WHAT IS REQUIRED:
Present the lines below again, exactly as they stand.

[Saved data entries]
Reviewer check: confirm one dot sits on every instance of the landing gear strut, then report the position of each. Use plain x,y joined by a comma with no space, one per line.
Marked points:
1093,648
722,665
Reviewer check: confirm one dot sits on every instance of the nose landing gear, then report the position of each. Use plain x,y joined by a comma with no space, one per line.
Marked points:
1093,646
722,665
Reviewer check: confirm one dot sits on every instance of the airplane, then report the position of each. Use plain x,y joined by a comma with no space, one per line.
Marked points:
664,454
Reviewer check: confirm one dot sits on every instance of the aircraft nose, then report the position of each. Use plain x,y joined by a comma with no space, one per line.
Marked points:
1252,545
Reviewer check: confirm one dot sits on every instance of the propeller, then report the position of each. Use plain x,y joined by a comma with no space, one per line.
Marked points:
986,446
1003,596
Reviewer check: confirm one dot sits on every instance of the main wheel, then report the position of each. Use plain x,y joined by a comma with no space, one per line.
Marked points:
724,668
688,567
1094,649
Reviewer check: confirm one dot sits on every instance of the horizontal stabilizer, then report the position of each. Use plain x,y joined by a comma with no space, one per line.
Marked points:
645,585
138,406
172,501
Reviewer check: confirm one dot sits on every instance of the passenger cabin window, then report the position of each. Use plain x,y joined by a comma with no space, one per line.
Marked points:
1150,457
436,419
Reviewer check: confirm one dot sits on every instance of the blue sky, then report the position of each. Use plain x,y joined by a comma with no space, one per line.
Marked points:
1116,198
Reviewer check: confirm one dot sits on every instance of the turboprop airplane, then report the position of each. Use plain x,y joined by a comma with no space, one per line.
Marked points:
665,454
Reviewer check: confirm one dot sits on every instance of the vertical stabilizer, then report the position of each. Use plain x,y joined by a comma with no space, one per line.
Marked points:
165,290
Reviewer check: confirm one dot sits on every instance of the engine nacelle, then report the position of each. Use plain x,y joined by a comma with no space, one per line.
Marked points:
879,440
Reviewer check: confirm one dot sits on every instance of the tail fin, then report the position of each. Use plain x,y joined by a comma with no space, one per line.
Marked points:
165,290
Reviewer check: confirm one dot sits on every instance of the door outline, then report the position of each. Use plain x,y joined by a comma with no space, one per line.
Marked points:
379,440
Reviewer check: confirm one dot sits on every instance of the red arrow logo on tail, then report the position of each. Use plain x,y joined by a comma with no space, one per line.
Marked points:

FINISHED EXERCISE:
Reviewer check: confirm one dot sits on every instance of the landing gear strut, then report the position of each. Use plain x,y joined by a comma with no space, one per line.
Marked points:
1093,648
722,665
Reviewer check: confirm one dot sits on every instance of the nose landing gear, then report the position of each. Use plain x,y joined by a comma with no space, one per line.
Marked points:
1093,646
722,665
Reviewer check: confirm one dot sits on every instance of the airplane, then report the position of each. Use plain x,y joined by a comma with no space, one per line.
Marked points:
664,454
Reviewer check: confirm one dot sits on every instance of the aircraft nose, then report the position of each. Use plain x,y joined by a comma with no space, one per line.
Marked points:
1252,545
Reviewer check: confirm one dot sits on every instance of the propeller, then report the position of each. Use plain x,y joined by a comma with no space, one per line.
Marked points:
986,446
1003,596
Reviewer check: confirm one dot sits on every instance of the main wheel, then report the position of each. Use plain x,y joined by a comma with no space, one per line.
Marked points:
724,668
688,567
1094,649
Reviewer check: confirm one dot sits on every instance of the horizontal stabilizer, then report the position of each. Use plain x,y joined by a comma with no space, one per line.
Marked points:
645,585
138,406
172,501
Reviewer check: confirm one dot sits on every instance of the passenger cabin window, then report the position of each. Use plain x,y joined by a comma with no space, one per line.
Marked points:
1150,457
436,419
Reviewer check: confirm one dot sits on every instance of the blue sky, then report the position of each. Use plain x,y joined by a comma with no space, one per line.
Marked points:
1116,198
Reviewer check: confirm one dot sits on every instance of the turboprop airplane, then report the position of each. Use plain x,y joined by a comma with no space, one per line.
Marked points:
665,454
Reviewer check: confirm one dot sits on every instance of the vertical stabilizer, then report the position of each. Use plain x,y joined by a comma with no space, one per line.
Marked points:
165,290
Reviewer check: confirm one dot sits on every instance of the engine nacelle, then report the position of each. Use plain x,y joined by a comma with no space, one per line.
Marked points:
879,440
Reviewer check: confirm one dot sits on every instance of the tail fin, then report the position of each. Use plain x,y joined by a comma with no space, one per line.
Marked points:
165,290
Reviewer check: confirm one dot sits on every instance of the door outline, then report the position of each. Use plain x,y joined by a comma with no space, one per line.
Marked points:
379,440
Reviewer check: confirm one dot sits on every instance of the red arrow logo on tail, then report the position of each. Use plain x,y joined by a comma with no space, one per line.
Marked points:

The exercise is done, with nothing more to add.